▸ **ОТРЫВОК ТЕКСТА**
Мальчишка врать органически не умел и к чужой лжи относился трагично, потому что беспомощно страдал от нее...

Задумчиво проводил он меня до дверей Эрмитажа. Мы оба любили этот огромный мир, безукоризненно прекрасный среди безобразной, тяжкой советской действительности. Для меня работа там была второй жизнью, для него — это была фантастическая страна, полная неизвестного, в которой, как по волшебству, вдруг что-то становилось понятным и страшно интересным. Сначала он знал только игрушки из Танагры: лошадки, лебеди, смешные карлики, человечки с привешенными ногами и руками. Каждый раз он с волнением бежал к витрине — все ли на месте? Расплывался от радости и стоял, приплюснув нос к стеклу. Потом любимым стал зал Зевса, — огромный бог с курчавой бородой и золотым орлом, сатиры с рожками, Меркурий. В последнее время он увлекся рыцарями и был вне себя от счастья, когда ему позволяли надеть шлем.

Теперь мы оба подошли к дверям, как изгнанные. Чем заслужили мы обидную участь, он не понимал, и, верно, смутно надеялся на то, что вдруг все станет, как прежде...

— Подожди на набережной, я недолго, — сказала я и вошла в подъезд.

▸ **ЗАДАНИЕ**
Ответьте по отрывку об Эрмитаже:
(а) Что мальчик знал в Эрмитаже сначала?
(б) Чем он увлекся в последнее время?
(в) Где рассказчик просит его подождать?

▸ **МАТЕРИАЛ**
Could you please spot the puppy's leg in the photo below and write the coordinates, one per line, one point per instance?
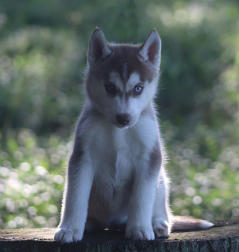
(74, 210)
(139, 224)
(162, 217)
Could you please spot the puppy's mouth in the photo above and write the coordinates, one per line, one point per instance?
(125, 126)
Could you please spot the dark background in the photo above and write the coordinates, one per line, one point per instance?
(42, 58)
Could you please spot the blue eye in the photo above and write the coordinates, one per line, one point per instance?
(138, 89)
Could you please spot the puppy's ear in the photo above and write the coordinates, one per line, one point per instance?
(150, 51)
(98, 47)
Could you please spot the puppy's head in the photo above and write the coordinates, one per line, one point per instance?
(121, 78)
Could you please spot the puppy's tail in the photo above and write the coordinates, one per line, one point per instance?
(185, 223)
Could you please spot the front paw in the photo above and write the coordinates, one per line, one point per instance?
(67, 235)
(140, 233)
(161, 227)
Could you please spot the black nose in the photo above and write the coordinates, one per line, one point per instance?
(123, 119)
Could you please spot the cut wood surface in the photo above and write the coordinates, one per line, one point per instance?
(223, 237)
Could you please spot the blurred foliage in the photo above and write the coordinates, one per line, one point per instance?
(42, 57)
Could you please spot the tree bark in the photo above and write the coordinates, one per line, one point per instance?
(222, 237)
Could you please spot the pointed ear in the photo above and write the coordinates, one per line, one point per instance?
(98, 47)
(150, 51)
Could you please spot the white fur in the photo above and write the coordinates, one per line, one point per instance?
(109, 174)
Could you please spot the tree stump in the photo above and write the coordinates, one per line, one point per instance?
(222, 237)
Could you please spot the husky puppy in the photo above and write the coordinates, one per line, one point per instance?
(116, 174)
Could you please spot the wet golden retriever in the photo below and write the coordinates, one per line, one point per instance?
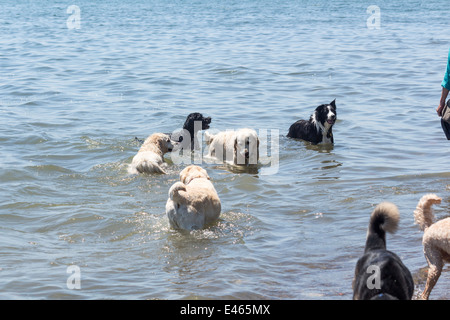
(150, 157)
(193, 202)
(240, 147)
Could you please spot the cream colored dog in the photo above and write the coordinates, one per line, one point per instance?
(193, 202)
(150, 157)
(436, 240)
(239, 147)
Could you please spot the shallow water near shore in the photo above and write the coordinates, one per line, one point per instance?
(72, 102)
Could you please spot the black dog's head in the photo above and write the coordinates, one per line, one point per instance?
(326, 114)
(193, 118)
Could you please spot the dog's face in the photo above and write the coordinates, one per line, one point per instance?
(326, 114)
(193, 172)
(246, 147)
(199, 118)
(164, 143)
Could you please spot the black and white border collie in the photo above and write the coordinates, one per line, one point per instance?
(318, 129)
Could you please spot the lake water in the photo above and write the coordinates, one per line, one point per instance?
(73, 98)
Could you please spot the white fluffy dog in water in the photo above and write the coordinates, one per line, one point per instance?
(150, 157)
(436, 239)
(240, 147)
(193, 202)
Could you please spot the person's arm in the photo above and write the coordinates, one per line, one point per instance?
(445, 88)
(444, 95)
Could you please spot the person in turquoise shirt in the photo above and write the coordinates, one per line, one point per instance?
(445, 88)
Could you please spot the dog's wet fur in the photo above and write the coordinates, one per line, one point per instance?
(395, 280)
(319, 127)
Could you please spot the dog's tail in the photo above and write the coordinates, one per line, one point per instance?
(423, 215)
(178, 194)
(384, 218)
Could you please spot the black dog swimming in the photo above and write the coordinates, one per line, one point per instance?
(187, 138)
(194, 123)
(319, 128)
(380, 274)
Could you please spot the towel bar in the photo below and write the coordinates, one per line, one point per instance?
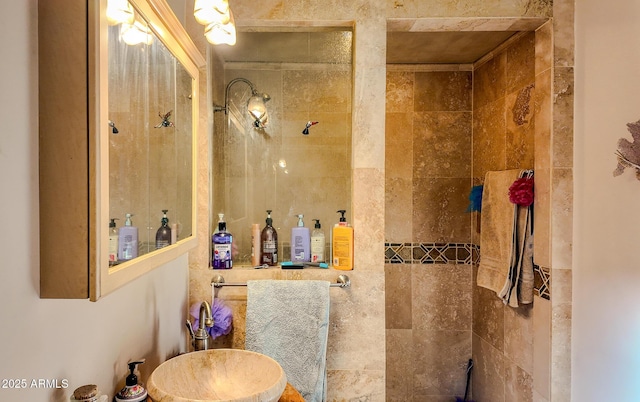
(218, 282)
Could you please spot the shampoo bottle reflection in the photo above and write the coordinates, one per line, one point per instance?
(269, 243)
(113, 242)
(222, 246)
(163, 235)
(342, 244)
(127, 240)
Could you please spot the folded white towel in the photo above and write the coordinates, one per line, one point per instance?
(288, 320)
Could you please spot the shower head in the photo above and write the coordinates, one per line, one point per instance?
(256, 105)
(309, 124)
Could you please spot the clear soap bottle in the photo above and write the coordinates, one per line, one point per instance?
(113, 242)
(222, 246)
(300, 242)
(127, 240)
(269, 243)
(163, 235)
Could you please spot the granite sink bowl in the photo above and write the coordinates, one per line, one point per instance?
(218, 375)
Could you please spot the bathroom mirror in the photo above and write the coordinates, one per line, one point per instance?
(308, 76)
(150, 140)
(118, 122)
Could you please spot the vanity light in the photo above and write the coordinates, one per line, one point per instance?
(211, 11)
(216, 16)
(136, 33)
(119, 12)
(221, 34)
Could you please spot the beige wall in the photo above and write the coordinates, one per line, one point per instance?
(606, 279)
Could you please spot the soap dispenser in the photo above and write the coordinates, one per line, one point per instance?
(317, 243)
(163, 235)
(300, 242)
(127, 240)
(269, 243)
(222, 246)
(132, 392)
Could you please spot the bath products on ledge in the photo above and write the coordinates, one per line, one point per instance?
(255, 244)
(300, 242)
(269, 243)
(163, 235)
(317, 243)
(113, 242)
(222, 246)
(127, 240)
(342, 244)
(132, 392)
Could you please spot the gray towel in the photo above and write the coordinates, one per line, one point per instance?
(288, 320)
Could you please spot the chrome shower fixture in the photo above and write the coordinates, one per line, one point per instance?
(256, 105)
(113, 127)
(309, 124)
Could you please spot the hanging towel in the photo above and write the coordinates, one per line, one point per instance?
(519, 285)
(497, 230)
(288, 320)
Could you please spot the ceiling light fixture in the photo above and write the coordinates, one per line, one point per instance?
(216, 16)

▸ **ОТВЕТ**
(а) Игрушки из Танагры: лошадок, лебедей, смешных карликов, человечков с привешенными ногами и руками.
(б) Рыцарями. Он был вне себя от счастья, когда ему позволяли надеть шлем.
(в) На набережной.